** Source passage **
=======

Updated on 2024-06-19 GMT+08:00

Performing Environment Checks

OSs and Kernel Versions

For details, see Installing the Media.

  1. Check for the basic software package.

    You need to manually modify the configuration file of the UOS. After the deployment starts, modify the /cpaas/conf/check_list.json file, find the "type": "os" line, and add "enable": false,.

  2. XFS fragmentation
  3. If you encounter a kmem issue, refer to the following:

    https://access.redhat.com/solutions/532663

    https://github.com/opencontainers/runc/issues/1725

    https://github.com/kubernetes/kubernetes/issues/61937

    https://github.com/kubernetes/kubernetes/issues/61937#issuecomment-567042968

    https://kubeovn.github.io/docs/v1.12.x/en/start/prepare/

GRUB Startup Parameters

  1. Solve the kmem issue.
    1. Edit /etc/default/grub (in CentOS, Red Hat, or tlinux) or /boot/efi/EFI/kylin/grub.cfg (in Kylin OS).

      In the line containing GRUB_CMDLINE_LINUX=, add cgroup.memory=nokmem after crashkernel and run grub2-mkconfig -o /boot/grub2/grub.cfg.

    2. Restart the system.

      If the added parameter can be found in /proc/cmdline, the modification was successful.

=======

** Data segment **
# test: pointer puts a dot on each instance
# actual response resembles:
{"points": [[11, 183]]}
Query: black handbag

=======

** Work to complete **
• a. On the environment checks page, what should be added to the "type": "os" line of the /cpaas/conf/check_list.json file?
• b. Which links does the environment checks page give for a kmem issue? List every one.
• c. Continue the environment checks page from the point where it stops.
Nothing here depends on the lines.

** Results by task **
• a. "enable": false,

• b.
- https://access.redhat.com/solutions/532663
- https://github.com/opencontainers/runc/issues/1725
- https://github.com/kubernetes/kubernetes/issues/61937
- https://github.com/kubernetes/kubernetes/issues/61937#issuecomment-567042968
- https://kubeovn.github.io/docs/v1.12.x/en/start/prepare/

• c.
    https://github.com/opencontainers/runc/issues/1725

    https://github.com/kubernetes/kubernetes/issues/61937

    https://github.com/kubernetes/kubernetes/issues/61937#issuecomment-567042968

  2. Disable huge pages.
    1. Edit /etc/default/grub (in CentOS, Red Hat, or tlinux) or /boot/efi/EFI/kylin/grub.cfg (Kylin OS) and add transparent_hugepage=never to GRUB_CMDLINE_LINUX.
    2. Run grub2-mkconfig -o /boot/grub2/grub.cfg.
    3. Restart the server and check the results by against the below image.

    In an Arm architecture, if the Redis service is not disabled, the performance will be severely affected.

Kernel Modules

Network kernel module requirements:

  • If Red Hat is used and the version is earlier than 4.18.0, or Red Hat is not used and the version is earlier than 4.19.0, check nf_conntrack_ipv4. If IPv6 is enabled, check nf_conntrack_ipv6.
  • If kube-ovn is used, check geneve and openvswitch.
  • Check ip_vs, ip_vs_rr, ip_vs_wrr, and ip_vs_sh.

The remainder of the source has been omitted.